-- Start of TEXT EXTRACT --
Insurance Regulatory Review: September 2025

The Insurance Regulatory Review is your source for key updates in statutory accounting and other insurance regulatory insights. This September 2025 edition highlights select substantive changes recently issued—and currently under consideration—by the NAIC’s Statutory Accounting Principles Working Group (SAP WG).

As the highest authority in the statutory accounting hierarchy, any Statement of Statutory Accounting Principles (SSAP) carries significant implications for insurers’ financial reporting. Below, we’ve summarized the most impactful developments to help you stay informed and prepared.

Adopted Substantive Pronouncements from May 22, 2025, Interim SAP WG Meeting

1. Reporting of Funds Withheld and Modified Coinsurance (Modco) Assets (Ref # 2024-07)

  • Effective Date:  December 31, 2025
  • Relevant Insurance Product Lines: Life Insurance Companies
  • Key Changes:  This agenda item makes it easier to identify assets that are subject to a funds withheld or modco arrangements through updated reporting in the financial statements. The statutory accounting for these arrangements are not impacted, however a new subpart is added to Schedule S of the Annual Statement for Life Insurers to report all assets held under a funds withheld arrangement by NAIC designation.  Those assets as part of a modco arrangement will also have a separate designation.

2. Reinsurer Affiliated Assets (Ref # 2025-05)

  • Effective Date:  December 31, 2025
  • Relevant Insurance Product Lines: Life Insurance Companies
  • Key Changes:  This agenda item proposes to expand Note 5L of the Quarterly and Annual Statement to report the statutory book adjusted carrying value of those assets that are restricted as they are part of either a modco or a funds withheld reinsurance arrangement.    The disclosure will be in a tabular format based on the investment schedule, which the assets are housed, and the following related party codes shown below on the basis of whether the investment is related to/affiliated with the modco or funds withheld reinsurer:

1. Direct loan or direct investment (excluding securitizations) in the reinsurer for which the reinsurer represents a direct credit exposure

2. Securitization or similar investment vehicles such as mutual funds, limited partnerships, and limited liability companies involving a relationship with the reinsurer as sponsor, originator, manager, servicer, or other similar influential role, and for which 50% or more of the underlying collateral represents investments in or direct credit exposure to the reinsurer.
-- End of TEXT EXTRACT --
-- Start of RECORDED INFORMATION --
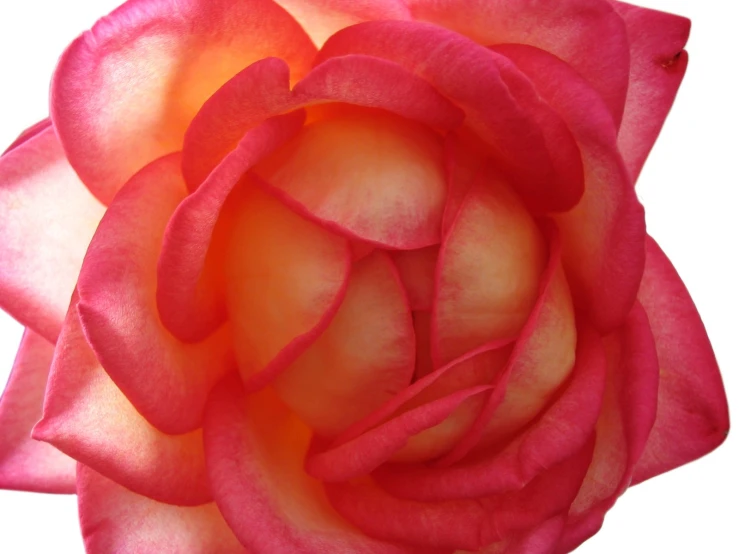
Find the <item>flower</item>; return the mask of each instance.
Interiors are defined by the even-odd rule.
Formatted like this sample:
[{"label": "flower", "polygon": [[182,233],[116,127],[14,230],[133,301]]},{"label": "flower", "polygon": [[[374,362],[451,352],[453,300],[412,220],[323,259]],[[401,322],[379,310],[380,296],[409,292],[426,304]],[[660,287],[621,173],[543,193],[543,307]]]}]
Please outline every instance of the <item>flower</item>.
[{"label": "flower", "polygon": [[128,2],[0,158],[0,483],[90,552],[567,552],[722,442],[633,190],[686,20],[279,4]]}]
-- End of RECORDED INFORMATION --
→ **SET TASKS**:
- 1) Rewrite everything in the insurance regulatory review from "The Insurance Regulatory" down to "informed and prepared.", replacing "edition" with "issue".
- 2) Answer these questions on the insurance regulatory review:
(a) Which NAIC group issued the changes the review highlights?
(b) To which schedule of the Annual Statement for Life Insurers is a new subpart added under Ref # 2024-07?
(c) Which note of the Quarterly and Annual Statement does Ref # 2025-05 propose to expand?
- 3) Summarize the insurance regulatory review in two sentences.
The data is unrelated to the insurance regulatory review.

→ **RESULTS FOR THE EXERCISE**:
- 1)
The Insurance Regulatory Review is your source for key updates in statutory accounting and other insurance regulatory insights. This September 2025 issue highlights select substantive changes recently issued—and currently under consideration—by the NAIC’s Statutory Accounting Principles Working Group (SAP WG).

As the highest authority in the statutory accounting hierarchy, any Statement of Statutory Accounting Principles (SSAP) carries significant implications for insurers’ financial reporting. Below, we’ve summarized the most impactful developments to help you stay informed and prepared.

- 2)
(a) The Statutory Accounting Principles Working Group (SAP WG)
(b) Schedule S
(c) Note 5L

- 3) The September 2025 edition of the Insurance Regulatory Review highlights substantive changes issued or under consideration by the NAIC's Statutory Accounting Principles Working Group, including pronouncements adopted at its May 22, 2025, interim meeting. Both items summarized take effect December 31, 2025, for life insurance companies and concern reporting of assets under funds withheld and modco arrangements: one adds a new subpart to Schedule S, and the other proposes expanding the Note 5L disclosure.